=== Articolo ===

Intervista al poeta Antonio Merola
Antonio Merola, classe 1994, è laureato in Lettere Moderne all’Università La Sapienza di Roma con una tesi sulla recezione della critica italiana rispetto all’opera di F. Scott Fitzgerald.
Sue poesie inedite sono apparse sui siti Atelier online, Poetarum Silva e Pageambiente, sulle riviste Euterpe e La Tigre di Carta, e nel Poetico Diario (LietoColle, 2017).
Altre stanno per essere pubblicate anche sulla rivista cartacea Atelier. Collabora, o ha collaborato, con Altri Animali, (Racconti Edizioni), Flanerì, Lavoro Culturale, Carmilla e Culturificio.
È cofondatore di YAWP: giornale di letterature e filosofie, per il quale ha curato anche la raccolta poetica L’urlo barbarico (A. V., Le Mezzelane, 2017).
Si occupa dei Quaderni Barbarici su Patria Letteratura. Ha pubblicato sotto pseudonimo con Iuri Lombardi la raccolta di racconti Il Vice Presidente venne dopo sette secondi (96, rue de-La-Fontaine Edizioni, 2016). Suoi racconti inediti sono apparsi su Carmilla, Cultora e Reader For Blind.
Ringraziamo Fausto Bailo e la Premiata Libreria Marconi di Bra (Cn) che, come sempre, ha collaborato fattivamente.
Quando si è accorto che stava per passare da lettore di poesia ad narratore di poesie?
“Non credo possa esserci una risposta univoca a questa domanda: potrei dire la prima volta che ho scritto una poesia (era davvero scritta male) o quando ho cominciato a mandare poesie alle riviste o ancora quando una di queste ha deciso di pubblicarmi; ma si tratterebbe comunque di una approssimazione.
Mi piacciono moltissimo le biografie, perché mi illudo sempre di trovarci dentro l’uomo. E con una buona dose di empatia e il biografo giusto a volte è possibile quantomeno provare a capirci qualcosa. Anche la storia si serve continuamente di queste approssimazioni cronologiche, diciamo pure con una certa consapevolezza; intendo dire che gli storici sanno benissimo che esiste una distensione dell’evento che analizzano, ma continuano con ostinazione nel tentativo di fissare quell’evento nel momento in cui si manifesta con più evidenza in quello che sembra esserne l’apice.

===

== Elenco dei compiti ==
[A] Elenca, per favore, i siti web su cui l'intervista dice che sono apparse poesie inedite di Antonio Merola.
[B] Riporta il passo dell'intervista che va da "Altre stanno per" giù fino a "ha collaborato fattivamente.", rinominando "Carmilla" in "Carmilla on line".

=== Righe del dataset ===

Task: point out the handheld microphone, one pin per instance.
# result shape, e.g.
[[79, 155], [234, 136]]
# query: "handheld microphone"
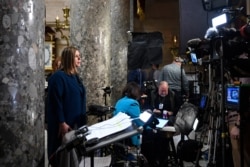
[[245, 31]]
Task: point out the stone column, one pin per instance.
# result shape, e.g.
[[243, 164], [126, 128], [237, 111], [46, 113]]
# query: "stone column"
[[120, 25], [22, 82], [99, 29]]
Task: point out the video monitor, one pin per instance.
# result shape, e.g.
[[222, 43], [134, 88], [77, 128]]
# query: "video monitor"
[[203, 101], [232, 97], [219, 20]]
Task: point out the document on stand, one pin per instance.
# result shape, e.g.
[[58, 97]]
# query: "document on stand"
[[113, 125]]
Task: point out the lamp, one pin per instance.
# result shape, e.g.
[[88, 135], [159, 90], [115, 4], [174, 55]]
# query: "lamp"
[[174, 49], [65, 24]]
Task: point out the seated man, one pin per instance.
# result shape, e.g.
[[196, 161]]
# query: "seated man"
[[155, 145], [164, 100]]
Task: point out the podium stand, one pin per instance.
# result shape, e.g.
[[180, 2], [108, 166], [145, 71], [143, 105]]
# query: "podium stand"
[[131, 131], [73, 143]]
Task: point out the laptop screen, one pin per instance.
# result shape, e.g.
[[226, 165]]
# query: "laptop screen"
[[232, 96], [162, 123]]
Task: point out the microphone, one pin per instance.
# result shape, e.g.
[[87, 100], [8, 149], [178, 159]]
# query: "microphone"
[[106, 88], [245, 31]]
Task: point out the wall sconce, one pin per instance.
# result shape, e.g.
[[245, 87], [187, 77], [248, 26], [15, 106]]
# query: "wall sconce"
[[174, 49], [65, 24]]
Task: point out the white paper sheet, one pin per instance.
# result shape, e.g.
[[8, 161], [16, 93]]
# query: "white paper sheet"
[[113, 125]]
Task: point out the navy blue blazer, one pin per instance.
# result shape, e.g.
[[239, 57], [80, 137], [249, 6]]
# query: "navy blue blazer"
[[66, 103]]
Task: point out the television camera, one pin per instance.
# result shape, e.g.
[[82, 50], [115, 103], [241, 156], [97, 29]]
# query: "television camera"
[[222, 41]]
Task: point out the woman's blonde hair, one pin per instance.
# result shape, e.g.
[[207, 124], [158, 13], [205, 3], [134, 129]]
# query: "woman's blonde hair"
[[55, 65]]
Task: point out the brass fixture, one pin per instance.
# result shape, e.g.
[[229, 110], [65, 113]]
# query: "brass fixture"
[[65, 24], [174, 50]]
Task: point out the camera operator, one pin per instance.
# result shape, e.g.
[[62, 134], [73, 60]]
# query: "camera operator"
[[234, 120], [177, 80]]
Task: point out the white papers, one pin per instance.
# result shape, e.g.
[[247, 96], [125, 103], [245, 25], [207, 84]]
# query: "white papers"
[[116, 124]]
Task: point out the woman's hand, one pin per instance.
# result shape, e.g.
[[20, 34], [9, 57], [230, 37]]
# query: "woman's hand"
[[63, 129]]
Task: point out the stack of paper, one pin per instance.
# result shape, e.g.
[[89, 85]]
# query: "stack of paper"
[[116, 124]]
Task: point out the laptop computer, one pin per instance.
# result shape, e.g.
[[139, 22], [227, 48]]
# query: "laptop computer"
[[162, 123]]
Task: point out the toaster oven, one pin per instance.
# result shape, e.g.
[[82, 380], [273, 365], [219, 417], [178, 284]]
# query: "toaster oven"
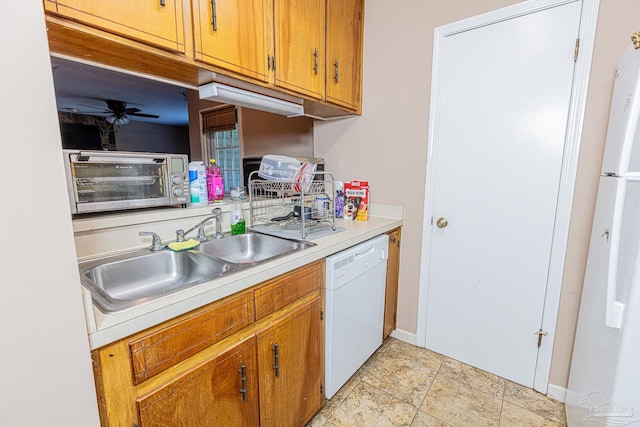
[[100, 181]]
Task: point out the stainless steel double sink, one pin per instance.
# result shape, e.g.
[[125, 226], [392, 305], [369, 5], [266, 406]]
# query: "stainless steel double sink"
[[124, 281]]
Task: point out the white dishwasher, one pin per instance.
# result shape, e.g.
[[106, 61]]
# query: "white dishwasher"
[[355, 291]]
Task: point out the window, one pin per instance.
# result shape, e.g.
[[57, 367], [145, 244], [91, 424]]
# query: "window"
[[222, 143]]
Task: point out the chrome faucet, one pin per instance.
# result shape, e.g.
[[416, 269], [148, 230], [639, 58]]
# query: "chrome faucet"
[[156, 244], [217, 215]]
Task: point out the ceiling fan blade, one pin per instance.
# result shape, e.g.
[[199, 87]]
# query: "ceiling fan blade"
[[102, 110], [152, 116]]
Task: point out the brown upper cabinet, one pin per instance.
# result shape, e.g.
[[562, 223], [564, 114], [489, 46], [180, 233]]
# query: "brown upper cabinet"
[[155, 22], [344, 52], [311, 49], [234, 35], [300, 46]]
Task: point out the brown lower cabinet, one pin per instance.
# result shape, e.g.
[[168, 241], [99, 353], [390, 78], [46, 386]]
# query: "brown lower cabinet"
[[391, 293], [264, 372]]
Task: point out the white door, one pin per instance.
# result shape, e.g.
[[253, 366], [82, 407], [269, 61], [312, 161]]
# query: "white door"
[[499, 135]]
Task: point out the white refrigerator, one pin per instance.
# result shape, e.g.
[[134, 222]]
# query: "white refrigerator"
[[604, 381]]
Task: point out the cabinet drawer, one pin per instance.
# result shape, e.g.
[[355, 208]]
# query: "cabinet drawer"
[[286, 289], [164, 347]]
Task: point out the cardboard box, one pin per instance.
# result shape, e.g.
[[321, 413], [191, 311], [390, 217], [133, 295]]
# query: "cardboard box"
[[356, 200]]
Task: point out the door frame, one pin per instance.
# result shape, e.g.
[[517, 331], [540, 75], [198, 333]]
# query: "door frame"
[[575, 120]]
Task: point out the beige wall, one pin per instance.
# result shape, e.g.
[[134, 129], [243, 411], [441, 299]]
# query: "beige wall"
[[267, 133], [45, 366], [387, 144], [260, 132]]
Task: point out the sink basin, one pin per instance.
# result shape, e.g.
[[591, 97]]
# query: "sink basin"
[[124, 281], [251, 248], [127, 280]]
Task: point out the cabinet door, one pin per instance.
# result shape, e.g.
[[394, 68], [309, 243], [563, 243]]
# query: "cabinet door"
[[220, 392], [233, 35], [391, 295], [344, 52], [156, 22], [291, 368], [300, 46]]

===

== Risposte fornite ==
[A] Atelier online, Poetarum Silva, Pageambiente

[B]
Altre stanno per essere pubblicate anche sulla rivista cartacea Atelier. Collabora, o ha collaborato, con Altri Animali, (Racconti Edizioni), Flanerì, Lavoro Culturale, Carmilla on line e Culturificio.
È cofondatore di YAWP: giornale di letterature e filosofie, per il quale ha curato anche la raccolta poetica L’urlo barbarico (A. V., Le Mezzelane, 2017).
Si occupa dei Quaderni Barbarici su Patria Letteratura. Ha pubblicato sotto pseudonimo con Iuri Lombardi la raccolta di racconti Il Vice Presidente venne dopo sette secondi (96, rue de-La-Fontaine Edizioni, 2016). Suoi racconti inediti sono apparsi su Carmilla on line, Cultora e Reader For Blind.
Ringraziamo Fausto Bailo e la Premiata Libreria Marconi di Bra (Cn) che, come sempre, ha collaborato fattivamente.